• **The task**
Reproduce the section of the painful diabetic neuropathy passage that begins with the words containing "In Painful Diabetic" and ends with "professional guideline recommendations.", keeping every word as it stands.

• **Excerpted passage**
::::::
Peripheral diabetic neuropathy (PDN) develops in more than 50% of patients who have diabetes. Furthermore, it is estimated that approximately 79 million (or nearly 1 in 3) Americans have pre-diabetes based on testing of fasting blood glucose and hemoglobin A1c (HbA1c) concentrations, and in U.S. adults aged 65 years and older, the prevalence is even higher at approximately 50%. It is generally agreed that the prevalence of diabetes will increase if current lifestyles and population trends in obesity do not change.
Diabetic sensorimotor polyneuropathy (DSP) is the most common type of polyneuropathy. The pain is often chronic and disabling leading to impaired physical function, reduced work productivity, reduced social interactions, poor sleep, and impaired quality of life. DSP is a chronic disorder that starts insidiously and is characterized by progressive loss of nerve fibers. Painful symptoms can start at any stage of DSP; symptoms are variable, but include pain in the feet (particularly the soles) that is burning, lancinating, needle-like, tingling, freezing, cramping, or associated with aching or numbness. As DSP progresses, the ankle reflexes are lost, and finally motor symptoms develop later in the disorder. Generally, the diagnosis of DSP can be confirmed readily in a family physician’s or endocrinologist’s office using a monofilament or other simple screening test. A more formal assessment, including a full neurological history and examination with particular attention to painful symptoms, can be performed in order to diagnose PDN. When nerve conduction testing is normal, confirmation of PDN can be achieved through small fiber tests.
No effective disease-modifying interventions are generally available for established PDN. It is important to appreciate that improved glycemic control will not result in alleviation of painful symptoms of PDN. Patient expectations need to be managed to avoid disappointment and lack of compliance with a healthier lifestyle. With regard to symptomatic treatment, evidence-based guidelines support the use of certain anticonvulsant drugs [pregabalin and gabapentin], antidepressants [duloxetine and amitriptyline], opioid analgesics, some topical agents [capsaicin cream and isosorbide dinitrate spray] and transcutaneous electrical nerve stimulation in the management of PDN. Among the prescription drugs recommended in the guideline, duloxetine and pregabalin are FDA-approved for PDN.
In Painful Diabetic Neuropathy physicians will learn to:
- Describe the typical pathophysiology and clinical syndrome comprising painful diabetic neuropathy.
- Explain complicating and clinical risk factors for painful diabetic neuropathy.
- Implement strategies for the appropriate diagnosis of painful diabetic neuropathy.
- Compare his/her current approach to treatment at the national level with professional guideline recommendations.
::::::
• **Extracted information**
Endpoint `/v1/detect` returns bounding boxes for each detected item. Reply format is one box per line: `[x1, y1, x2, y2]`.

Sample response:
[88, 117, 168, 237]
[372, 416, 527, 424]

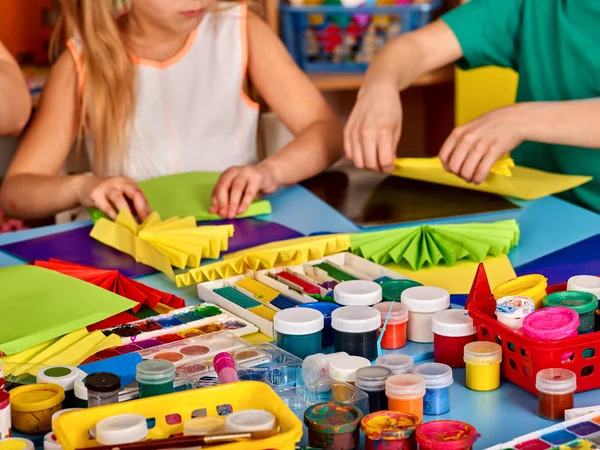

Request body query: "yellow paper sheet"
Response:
[385, 255, 516, 294]
[393, 158, 592, 200]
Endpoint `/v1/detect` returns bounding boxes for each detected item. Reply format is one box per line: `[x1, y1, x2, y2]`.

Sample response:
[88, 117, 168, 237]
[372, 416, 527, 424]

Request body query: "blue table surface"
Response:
[0, 186, 600, 448]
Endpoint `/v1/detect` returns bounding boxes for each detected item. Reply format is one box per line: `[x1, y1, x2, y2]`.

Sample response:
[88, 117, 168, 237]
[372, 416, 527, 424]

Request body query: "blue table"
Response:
[0, 186, 600, 448]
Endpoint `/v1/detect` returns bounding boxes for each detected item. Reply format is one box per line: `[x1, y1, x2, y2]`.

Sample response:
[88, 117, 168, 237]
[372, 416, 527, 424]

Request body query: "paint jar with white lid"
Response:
[402, 286, 450, 344]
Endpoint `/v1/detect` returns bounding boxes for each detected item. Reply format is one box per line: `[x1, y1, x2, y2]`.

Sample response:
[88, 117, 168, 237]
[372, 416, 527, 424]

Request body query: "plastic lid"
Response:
[402, 286, 450, 313]
[328, 356, 371, 383]
[36, 366, 81, 391]
[544, 291, 598, 314]
[415, 363, 454, 389]
[373, 302, 408, 325]
[464, 341, 502, 364]
[354, 366, 392, 391]
[273, 308, 325, 336]
[431, 309, 475, 337]
[183, 416, 225, 436]
[535, 369, 577, 395]
[333, 280, 383, 306]
[225, 409, 277, 433]
[96, 414, 148, 445]
[331, 306, 381, 333]
[375, 353, 415, 375]
[385, 373, 425, 399]
[10, 383, 65, 412]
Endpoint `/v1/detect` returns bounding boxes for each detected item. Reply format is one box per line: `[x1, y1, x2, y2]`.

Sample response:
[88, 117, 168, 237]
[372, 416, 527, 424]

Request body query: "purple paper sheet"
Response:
[0, 218, 303, 278]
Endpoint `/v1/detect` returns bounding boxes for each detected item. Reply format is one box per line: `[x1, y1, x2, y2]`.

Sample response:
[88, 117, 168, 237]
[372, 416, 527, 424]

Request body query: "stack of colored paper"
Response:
[350, 220, 520, 270]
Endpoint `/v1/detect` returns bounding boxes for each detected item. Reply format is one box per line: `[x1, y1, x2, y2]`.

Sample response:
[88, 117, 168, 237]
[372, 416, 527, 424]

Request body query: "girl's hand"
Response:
[78, 176, 150, 222]
[440, 105, 526, 184]
[209, 161, 279, 219]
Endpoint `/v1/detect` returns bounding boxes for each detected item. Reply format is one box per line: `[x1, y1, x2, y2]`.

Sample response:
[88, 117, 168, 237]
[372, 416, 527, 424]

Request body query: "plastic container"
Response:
[544, 291, 598, 334]
[385, 373, 425, 420]
[96, 414, 148, 445]
[331, 306, 381, 361]
[402, 286, 450, 343]
[431, 309, 477, 368]
[354, 366, 392, 412]
[416, 420, 480, 450]
[375, 353, 415, 375]
[10, 384, 65, 434]
[273, 308, 325, 359]
[135, 359, 175, 398]
[373, 302, 408, 350]
[304, 402, 363, 450]
[360, 411, 421, 450]
[464, 341, 502, 391]
[494, 274, 548, 309]
[535, 369, 577, 420]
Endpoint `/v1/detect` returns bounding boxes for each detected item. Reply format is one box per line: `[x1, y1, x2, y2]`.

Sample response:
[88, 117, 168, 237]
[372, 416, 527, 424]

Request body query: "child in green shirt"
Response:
[345, 0, 600, 212]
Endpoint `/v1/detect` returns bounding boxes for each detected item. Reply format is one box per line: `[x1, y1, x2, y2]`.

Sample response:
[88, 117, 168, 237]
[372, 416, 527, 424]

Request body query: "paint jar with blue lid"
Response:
[273, 308, 325, 359]
[298, 302, 340, 347]
[415, 363, 454, 416]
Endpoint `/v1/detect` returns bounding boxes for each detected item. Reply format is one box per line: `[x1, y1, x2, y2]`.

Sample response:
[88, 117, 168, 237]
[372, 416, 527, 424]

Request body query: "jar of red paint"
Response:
[431, 309, 477, 368]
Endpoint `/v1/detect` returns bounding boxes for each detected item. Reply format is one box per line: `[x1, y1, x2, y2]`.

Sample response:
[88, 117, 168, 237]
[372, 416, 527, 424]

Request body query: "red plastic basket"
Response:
[466, 264, 600, 395]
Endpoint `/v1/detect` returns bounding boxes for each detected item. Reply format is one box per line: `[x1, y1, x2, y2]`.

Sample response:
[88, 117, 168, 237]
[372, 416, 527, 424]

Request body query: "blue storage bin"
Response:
[280, 0, 442, 72]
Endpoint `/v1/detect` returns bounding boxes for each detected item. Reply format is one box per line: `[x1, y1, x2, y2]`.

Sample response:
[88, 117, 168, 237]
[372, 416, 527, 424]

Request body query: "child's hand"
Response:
[440, 105, 524, 184]
[209, 161, 279, 219]
[79, 176, 150, 221]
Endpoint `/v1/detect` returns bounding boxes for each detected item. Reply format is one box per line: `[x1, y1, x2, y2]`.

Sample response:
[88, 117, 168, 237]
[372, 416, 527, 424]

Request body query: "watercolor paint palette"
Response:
[488, 412, 600, 450]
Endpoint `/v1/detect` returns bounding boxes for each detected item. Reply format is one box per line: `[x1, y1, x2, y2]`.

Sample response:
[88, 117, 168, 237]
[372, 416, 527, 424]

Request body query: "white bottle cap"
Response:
[401, 286, 450, 313]
[331, 306, 381, 333]
[333, 280, 383, 306]
[96, 414, 148, 445]
[431, 309, 476, 337]
[328, 356, 371, 383]
[225, 409, 277, 433]
[273, 308, 325, 336]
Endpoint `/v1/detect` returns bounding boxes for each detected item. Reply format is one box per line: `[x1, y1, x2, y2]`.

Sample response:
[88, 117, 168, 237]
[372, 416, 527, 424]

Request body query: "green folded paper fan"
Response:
::::::
• **Written reply**
In Painful Diabetic Neuropathy physicians will learn to:
- Describe the typical pathophysiology and clinical syndrome comprising painful diabetic neuropathy.
- Explain complicating and clinical risk factors for painful diabetic neuropathy.
- Implement strategies for the appropriate diagnosis of painful diabetic neuropathy.
- Compare his/her current approach to treatment at the national level with professional guideline recommendations.